#### Problem to work on
Print out the entries below with no edits.

================================

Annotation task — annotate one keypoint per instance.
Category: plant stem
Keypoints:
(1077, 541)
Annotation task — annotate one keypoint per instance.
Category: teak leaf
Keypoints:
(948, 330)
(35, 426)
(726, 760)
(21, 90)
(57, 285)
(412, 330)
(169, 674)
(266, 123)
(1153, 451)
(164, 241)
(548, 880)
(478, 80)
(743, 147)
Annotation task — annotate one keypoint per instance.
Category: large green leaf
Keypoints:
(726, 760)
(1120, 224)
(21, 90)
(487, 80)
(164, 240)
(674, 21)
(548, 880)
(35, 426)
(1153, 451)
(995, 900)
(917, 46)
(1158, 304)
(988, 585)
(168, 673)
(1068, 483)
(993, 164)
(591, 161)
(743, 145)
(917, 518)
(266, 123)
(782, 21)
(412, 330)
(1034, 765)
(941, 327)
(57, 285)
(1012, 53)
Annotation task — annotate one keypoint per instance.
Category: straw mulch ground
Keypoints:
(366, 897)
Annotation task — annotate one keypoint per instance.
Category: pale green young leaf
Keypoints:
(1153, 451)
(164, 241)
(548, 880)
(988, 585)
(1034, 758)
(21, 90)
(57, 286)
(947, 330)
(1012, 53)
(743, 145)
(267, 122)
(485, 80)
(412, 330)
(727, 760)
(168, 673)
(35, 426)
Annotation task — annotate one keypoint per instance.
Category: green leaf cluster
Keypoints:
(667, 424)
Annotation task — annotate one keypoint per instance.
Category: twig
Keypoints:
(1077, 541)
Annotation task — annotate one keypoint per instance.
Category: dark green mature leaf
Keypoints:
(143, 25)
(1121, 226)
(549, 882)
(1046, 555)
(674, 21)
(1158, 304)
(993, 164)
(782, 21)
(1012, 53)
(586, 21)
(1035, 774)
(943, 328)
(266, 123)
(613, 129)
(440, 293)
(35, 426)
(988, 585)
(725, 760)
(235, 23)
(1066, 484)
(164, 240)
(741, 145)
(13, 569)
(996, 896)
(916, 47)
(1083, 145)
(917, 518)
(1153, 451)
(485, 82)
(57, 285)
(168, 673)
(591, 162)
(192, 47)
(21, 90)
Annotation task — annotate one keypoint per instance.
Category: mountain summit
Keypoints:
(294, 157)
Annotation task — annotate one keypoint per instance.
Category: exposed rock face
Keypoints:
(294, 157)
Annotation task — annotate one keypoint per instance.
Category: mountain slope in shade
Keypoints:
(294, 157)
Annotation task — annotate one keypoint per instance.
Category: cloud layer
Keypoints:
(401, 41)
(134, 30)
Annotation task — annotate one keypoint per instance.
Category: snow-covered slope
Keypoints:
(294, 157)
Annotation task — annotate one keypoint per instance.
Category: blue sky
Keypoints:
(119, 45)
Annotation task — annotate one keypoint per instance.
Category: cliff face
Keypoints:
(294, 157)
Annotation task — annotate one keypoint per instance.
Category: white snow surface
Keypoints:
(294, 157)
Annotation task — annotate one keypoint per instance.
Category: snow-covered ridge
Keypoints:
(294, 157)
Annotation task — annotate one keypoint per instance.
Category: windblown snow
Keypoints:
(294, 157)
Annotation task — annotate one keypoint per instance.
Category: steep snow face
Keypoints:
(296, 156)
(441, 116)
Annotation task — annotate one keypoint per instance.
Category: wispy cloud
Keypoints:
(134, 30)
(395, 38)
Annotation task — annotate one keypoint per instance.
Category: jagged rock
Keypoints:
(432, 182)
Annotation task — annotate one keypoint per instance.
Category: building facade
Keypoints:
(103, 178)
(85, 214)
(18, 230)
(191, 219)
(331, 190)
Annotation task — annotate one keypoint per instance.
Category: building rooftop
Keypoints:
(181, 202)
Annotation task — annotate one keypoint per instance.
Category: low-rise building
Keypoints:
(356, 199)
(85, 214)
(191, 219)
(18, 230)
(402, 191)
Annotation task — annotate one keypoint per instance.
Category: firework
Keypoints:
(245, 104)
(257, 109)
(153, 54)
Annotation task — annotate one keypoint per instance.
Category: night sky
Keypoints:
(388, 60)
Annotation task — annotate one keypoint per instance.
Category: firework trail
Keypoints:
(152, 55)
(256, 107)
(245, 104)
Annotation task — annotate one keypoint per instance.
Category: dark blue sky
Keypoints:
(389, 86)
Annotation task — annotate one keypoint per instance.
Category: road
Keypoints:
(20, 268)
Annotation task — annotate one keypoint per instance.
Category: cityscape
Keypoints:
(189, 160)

================================

#### Written solution
Annotation task — annotate one keypoint per instance.
Category: plant stem
Keypoints:
(1077, 541)
Annotation task — annotate one keypoint per instance.
Category: teak leaf
Keypoints:
(948, 330)
(35, 426)
(726, 760)
(21, 90)
(57, 285)
(412, 330)
(169, 674)
(266, 123)
(1153, 451)
(164, 241)
(548, 880)
(478, 80)
(743, 147)
Annotation task — annotate one keypoint per instance.
Category: large green leaf
Keypoints:
(726, 760)
(1120, 224)
(21, 90)
(487, 80)
(164, 240)
(674, 21)
(548, 880)
(35, 426)
(1153, 451)
(995, 900)
(917, 46)
(1158, 304)
(988, 585)
(168, 673)
(1068, 483)
(993, 164)
(591, 161)
(743, 145)
(917, 518)
(266, 123)
(782, 21)
(412, 330)
(1034, 765)
(941, 327)
(57, 285)
(1012, 53)
Annotation task — annotate one keypoint per instance.
Category: straw mulch ground
Keypoints:
(366, 897)
Annotation task — annotate one keypoint per instance.
Category: pale green young leaf
Keypoints:
(1153, 451)
(164, 241)
(548, 880)
(988, 585)
(1034, 758)
(21, 90)
(57, 286)
(947, 330)
(1012, 53)
(743, 145)
(267, 122)
(485, 80)
(412, 330)
(727, 760)
(168, 673)
(35, 426)
Annotation task — annotate one keypoint per instance.
Category: green leaf cluster
Keypoints:
(667, 424)
Annotation task — annotate one keypoint per instance.
Category: twig
Keypoints:
(1077, 541)
Annotation task — annotate one keypoint per instance.
Category: dark green mature leaf
Keypoints:
(143, 25)
(1121, 226)
(549, 882)
(1046, 555)
(674, 21)
(1158, 304)
(993, 164)
(782, 21)
(1012, 53)
(586, 21)
(1035, 774)
(943, 328)
(266, 123)
(613, 129)
(440, 293)
(35, 426)
(988, 585)
(725, 760)
(235, 23)
(1066, 484)
(164, 240)
(741, 145)
(13, 569)
(996, 896)
(916, 47)
(1083, 145)
(917, 518)
(1153, 451)
(485, 82)
(57, 285)
(168, 673)
(591, 162)
(192, 47)
(21, 90)
Annotation task — annotate one keypoint per instance.
Category: mountain summit
Keypoints:
(294, 157)
Annotation task — annotate one keypoint per instance.
Category: exposed rock face
Keypoints:
(294, 157)
Annotation task — annotate one keypoint per instance.
Category: mountain slope in shade
Keypoints:
(294, 157)
Annotation task — annotate one keypoint per instance.
Category: cloud layer
Keypoints:
(401, 41)
(134, 30)
Annotation task — annotate one keypoint per instance.
Category: snow-covered slope
Keypoints:
(294, 157)
Annotation task — annotate one keypoint per instance.
Category: blue sky
Keypoints:
(119, 45)
Annotation task — annotate one keypoint per instance.
Category: cliff face
Keypoints:
(294, 157)
Annotation task — annotate one keypoint per instance.
Category: white snow surface
Keypoints:
(294, 157)
Annotation task — annotate one keypoint per instance.
Category: snow-covered ridge
Keypoints:
(294, 157)
Annotation task — annotate one keypoint per instance.
Category: windblown snow
Keypoints:
(294, 157)
Annotation task — annotate one keypoint per instance.
Category: steep snow face
Keypoints:
(296, 156)
(441, 116)
Annotation task — annotate one keypoint per instance.
Category: wispy cloud
Keypoints:
(134, 30)
(395, 38)
Annotation task — annotate one keypoint per instance.
Category: jagged rock
Keypoints:
(432, 182)
Annotation task — annotate one keypoint per instance.
Category: building facade
Keypoints:
(103, 178)
(85, 214)
(18, 230)
(191, 219)
(331, 190)
Annotation task — annotate one keypoint per instance.
Category: building rooftop
Keypoints:
(181, 202)
Annotation task — annotate one keypoint per instance.
Category: low-rise building
Keypoints:
(356, 199)
(85, 214)
(191, 219)
(18, 230)
(402, 191)
Annotation task — annotate one keypoint per instance.
Category: firework
Keypoints:
(245, 104)
(257, 109)
(153, 54)
Annotation task — annotate one keypoint per instance.
Category: night sky
Keypoints:
(388, 60)
Annotation task — annotate one keypoint per instance.
Category: firework trail
Keypoints:
(152, 55)
(256, 107)
(245, 104)
Annotation task — annotate one keypoint per instance.
Category: dark blue sky
Keypoints:
(389, 86)
Annotation task — annotate one keypoint per instance.
Category: road
Keypoints:
(20, 268)
Annotation task — annotate one keypoint per instance.
Category: cityscape
Keypoints:
(189, 160)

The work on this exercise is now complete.